Researchers have successfully managed to develop “mini placentas” or placenta organoids in the laboratories that could transform research of pregnancy, conception, stillbirth, miscarriages and pregnancy diseases and disorders.
The results of the study developing these organoids have been published in the latest issue of the journal Nature.
These organoids can successfully mimic the placenta in its early stages during the first trimester explain the researchers. This means that the drugs or diseases that affect the placenta during this phase and lead to miscarriages can be studied. In fact these tiny placentas are so like the real placenta that they can also test positive with a pregnancy test the team explains. Ashley Moffett, a senior researcher on the team and professor of reproductive immunology at Cambridge University confirmed this saying, “If we put a pregnancy stick into the medium from the organoids it reads ‘pregnant’.”
The team explains that studying a placenta within the womb has been notoriously difficult till date. The healthy placenta develops and attaches to the walls of the womb and supplies nutrients and oxygenated blood to the growing embryo and fetus. It not only secretes hormones and chemicals that allow the fetus to grow but also excretes the waste generated by the growing fetus. The placenta also secretes hormones into the maternal blood stream that helps carry the pregnancy successfully. These phenomenon could not be studied in humans till now. With the development of the organoids, now the researchers can understand the functions and workings of the placenta in details. Moffett said, “We can now begin to do experiments on how placental development occurs in the uterine environment.”
The team used cells from the villi of the placental tissue. These villi are hair like structures of the normal placenta. These placental cells when grown in the lab can organize into multi-cellular clumps or structures that can act like the real placenta by secreting proteins and hormones. These are of sizes ranging from a tenth of a millimetre to half a millimetre and can be stored in frozen form only to be thawed before use.

=== Data excerpts ===
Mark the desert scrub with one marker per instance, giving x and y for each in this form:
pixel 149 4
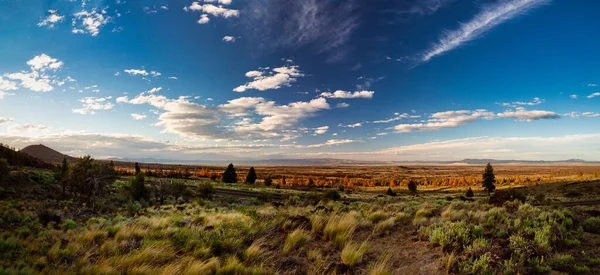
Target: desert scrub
pixel 254 252
pixel 377 216
pixel 339 229
pixel 294 240
pixel 562 262
pixel 381 267
pixel 479 265
pixel 450 235
pixel 592 225
pixel 352 254
pixel 453 213
pixel 383 226
pixel 317 222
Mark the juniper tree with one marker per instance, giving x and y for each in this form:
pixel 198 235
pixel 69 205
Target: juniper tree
pixel 412 186
pixel 137 168
pixel 63 174
pixel 469 193
pixel 489 179
pixel 251 177
pixel 138 187
pixel 230 176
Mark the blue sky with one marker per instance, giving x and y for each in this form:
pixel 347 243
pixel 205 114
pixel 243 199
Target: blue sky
pixel 257 79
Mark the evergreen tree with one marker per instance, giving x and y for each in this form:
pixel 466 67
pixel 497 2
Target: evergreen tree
pixel 230 176
pixel 412 186
pixel 251 177
pixel 138 187
pixel 268 181
pixel 489 179
pixel 4 169
pixel 63 174
pixel 469 193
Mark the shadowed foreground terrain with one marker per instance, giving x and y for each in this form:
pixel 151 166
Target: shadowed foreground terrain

=== Activity 1 ===
In the article on mini placentas, where does Ashley Moffett work as a professor of reproductive immunology?
=== Activity 2 ===
Pick up the article on mini placentas right after its last sentence and write what comes next.
The lines have nothing to do with what comes next.

=== Response box 1 ===
At Cambridge University.

=== Response box 2 ===
Experts in the filed have hailed this research and have said that it would provide invaluable insights into common pregnancy disorders including still births, growth restriction within the uterus (IUGR) and pre-eclampsia. Infections of the fetus such as Zika and how they affect the development and growth could also be studied they add.
Lead author of the research, Margherita Turco, in a statement said, “The placenta is absolutely essential for supporting the baby as it grows inside the mother. When it doesn’t function properly it can result in serious problems, from pre-eclampsia to miscarriage, with immediate and lifelong consequences for both mother and child.” The team adds that this would also be invaluable in testing teratogenic drugs or drugs that could harm the unborn baby if administered to the mother. Placental organoids would also be a source of stem cell therapies in failing or threatened pregnancies the team explains. In short, there are several uses of these organoids in pregnancy research.
According to Moffett, “It has taken 30 years to reach this point and to have mini-placentas which we know will grow in the laboratory for at least a year.”